インバータについての原文のうち、「OHM練習問題 機械 電力変換装置問1~補足」から「によって、電圧形と電流形とに分類できる。」に至るまでの部分をすべて、一字も変えずに打ち直すこと。

原文
====================

月曜日, 5月 26, 2008

OHM練習問題 機械 電力変換装置問1~補足

ここの補足、です。
問題文、解答内容については、ここ参照で。

電力変換装置 問1
【解説】
インバータは、直流を交流に変換する電力変換装置である。このインバータをスイッチング素子で構成した場合、入力が直流なので何らかの方法を用いて、ターンオフしなければ交流に変換することができない。このためインバータには、直流をターンオフする転流制御回路が設けられている。

インバータを転流制御方式で分類すると、負荷側から見たときの特性によって、電圧形と電流形とに分類できる。

(1)他励式インバータ
他励式インバータは、交流出力側の電源や負荷電流によって転流制御する方式である。このインバータは、交流側(電力変換側)に確立された交流電源があって、この電源から転流に必要な電圧を受けて順次、点弧と消孤を行う方式である。このため、インバータが発生する交流は、負荷の交流電源の周波数と一致する。

他励式インバータは、出力側から見た電気的特性から電圧形と電流形とに分類できる。

(2)電圧形インバータ
電圧形インバータは、サイリスタまたはトランジスタなどのスイッチング素子を用いてスイッチングを行い、方形波の交流電圧を出力する方式である。

サイリスタを用いて構成した電圧形インバータの回路構成を図1に示す。電圧形インバータは、直流側に大容量の平滑コンデンサを備えているので、交流出力側から見た回路のインピーダンスが低く、電圧源として作動する。

電圧形インバータは、主として電車用電動機や工作機械の可変速制御に用いられる。

電圧形インバータには、サイリスタと並列に帰還ダイオード(フリーホイリングダイオード)が接続されている。このダイオードは、誘導負荷の遅れ電流成分を直流電源に帰還させる役割を担っている。しかし電圧形インバータは、回生運転時に直流電流が反転するため、単独では回生動作ができず、回生用整流器を別に接続する必要がある。

====================

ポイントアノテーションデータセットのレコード
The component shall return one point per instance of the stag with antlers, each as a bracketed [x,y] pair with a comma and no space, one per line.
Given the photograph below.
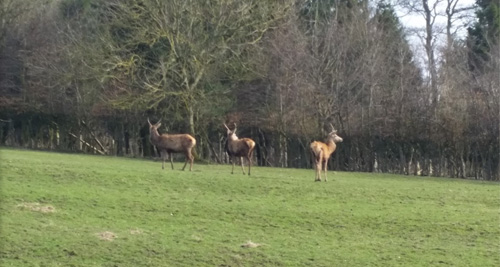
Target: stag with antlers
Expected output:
[321,152]
[239,148]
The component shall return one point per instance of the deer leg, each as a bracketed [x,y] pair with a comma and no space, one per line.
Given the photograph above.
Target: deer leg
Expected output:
[241,161]
[325,166]
[171,160]
[318,171]
[162,156]
[249,164]
[191,159]
[188,157]
[319,160]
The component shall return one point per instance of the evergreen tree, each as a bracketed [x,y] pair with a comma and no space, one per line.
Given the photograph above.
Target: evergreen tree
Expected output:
[484,34]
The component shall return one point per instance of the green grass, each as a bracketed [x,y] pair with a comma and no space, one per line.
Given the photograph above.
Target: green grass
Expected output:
[201,218]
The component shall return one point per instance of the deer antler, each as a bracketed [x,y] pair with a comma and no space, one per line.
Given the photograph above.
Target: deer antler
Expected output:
[333,129]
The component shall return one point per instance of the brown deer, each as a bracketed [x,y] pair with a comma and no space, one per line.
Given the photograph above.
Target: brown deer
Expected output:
[239,148]
[321,152]
[172,143]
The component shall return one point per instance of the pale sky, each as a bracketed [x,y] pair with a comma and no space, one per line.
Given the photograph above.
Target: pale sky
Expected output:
[415,25]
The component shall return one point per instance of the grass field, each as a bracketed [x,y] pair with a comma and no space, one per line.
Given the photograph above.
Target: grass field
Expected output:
[81,210]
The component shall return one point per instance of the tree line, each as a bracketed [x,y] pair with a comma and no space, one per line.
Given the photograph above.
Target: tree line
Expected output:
[86,75]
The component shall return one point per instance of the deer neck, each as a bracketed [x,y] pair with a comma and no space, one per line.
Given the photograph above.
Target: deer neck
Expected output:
[233,137]
[331,145]
[154,135]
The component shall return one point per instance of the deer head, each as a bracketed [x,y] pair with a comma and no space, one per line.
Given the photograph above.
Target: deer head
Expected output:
[333,135]
[231,133]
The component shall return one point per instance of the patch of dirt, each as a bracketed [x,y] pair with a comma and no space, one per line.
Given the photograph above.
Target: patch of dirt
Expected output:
[250,244]
[37,207]
[106,236]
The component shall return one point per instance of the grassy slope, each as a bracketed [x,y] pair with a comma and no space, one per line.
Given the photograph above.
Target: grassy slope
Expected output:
[176,218]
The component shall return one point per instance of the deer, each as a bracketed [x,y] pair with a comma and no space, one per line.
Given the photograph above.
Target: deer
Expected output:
[321,152]
[239,148]
[172,143]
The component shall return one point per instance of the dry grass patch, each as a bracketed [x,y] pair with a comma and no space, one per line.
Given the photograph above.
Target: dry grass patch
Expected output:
[250,244]
[35,206]
[106,236]
[136,231]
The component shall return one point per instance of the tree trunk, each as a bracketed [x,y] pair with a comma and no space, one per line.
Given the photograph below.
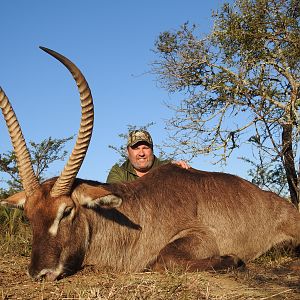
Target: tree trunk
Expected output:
[289,163]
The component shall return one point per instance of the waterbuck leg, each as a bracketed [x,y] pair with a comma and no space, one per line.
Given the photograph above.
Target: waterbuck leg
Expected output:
[183,254]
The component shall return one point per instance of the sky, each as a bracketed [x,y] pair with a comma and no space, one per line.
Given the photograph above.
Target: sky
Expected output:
[111,42]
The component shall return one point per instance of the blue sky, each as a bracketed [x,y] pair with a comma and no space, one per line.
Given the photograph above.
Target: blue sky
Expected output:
[111,42]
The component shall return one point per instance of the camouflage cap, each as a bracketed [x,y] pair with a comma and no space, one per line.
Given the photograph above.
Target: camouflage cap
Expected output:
[136,136]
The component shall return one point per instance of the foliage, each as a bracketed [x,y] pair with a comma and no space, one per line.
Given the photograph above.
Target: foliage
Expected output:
[42,155]
[240,84]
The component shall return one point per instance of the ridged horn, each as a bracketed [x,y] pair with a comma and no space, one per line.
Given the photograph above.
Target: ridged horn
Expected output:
[64,183]
[29,180]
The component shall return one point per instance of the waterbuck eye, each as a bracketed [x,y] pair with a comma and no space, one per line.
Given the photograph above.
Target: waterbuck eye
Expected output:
[67,211]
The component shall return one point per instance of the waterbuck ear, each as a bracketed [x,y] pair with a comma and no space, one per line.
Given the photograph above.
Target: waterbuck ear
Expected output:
[93,196]
[15,201]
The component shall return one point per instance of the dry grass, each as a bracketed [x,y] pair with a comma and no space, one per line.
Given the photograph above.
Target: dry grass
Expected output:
[269,277]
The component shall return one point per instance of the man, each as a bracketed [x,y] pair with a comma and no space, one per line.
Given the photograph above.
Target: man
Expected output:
[140,159]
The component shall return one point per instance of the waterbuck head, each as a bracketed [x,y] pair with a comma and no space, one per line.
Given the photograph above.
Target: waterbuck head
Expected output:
[60,232]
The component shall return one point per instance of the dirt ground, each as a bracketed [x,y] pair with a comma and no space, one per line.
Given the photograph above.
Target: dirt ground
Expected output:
[256,281]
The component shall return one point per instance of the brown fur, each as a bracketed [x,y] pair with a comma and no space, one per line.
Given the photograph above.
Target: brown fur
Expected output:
[170,218]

====================

作業結果
OHM練習問題 機械 電力変換装置問1~補足

ここの補足、です。
問題文、解答内容については、ここ参照で。

電力変換装置 問1
【解説】
インバータは、直流を交流に変換する電力変換装置である。このインバータをスイッチング素子で構成した場合、入力が直流なので何らかの方法を用いて、ターンオフしなければ交流に変換することができない。このためインバータには、直流をターンオフする転流制御回路が設けられている。

インバータを転流制御方式で分類すると、負荷側から見たときの特性によって、電圧形と電流形とに分類できる。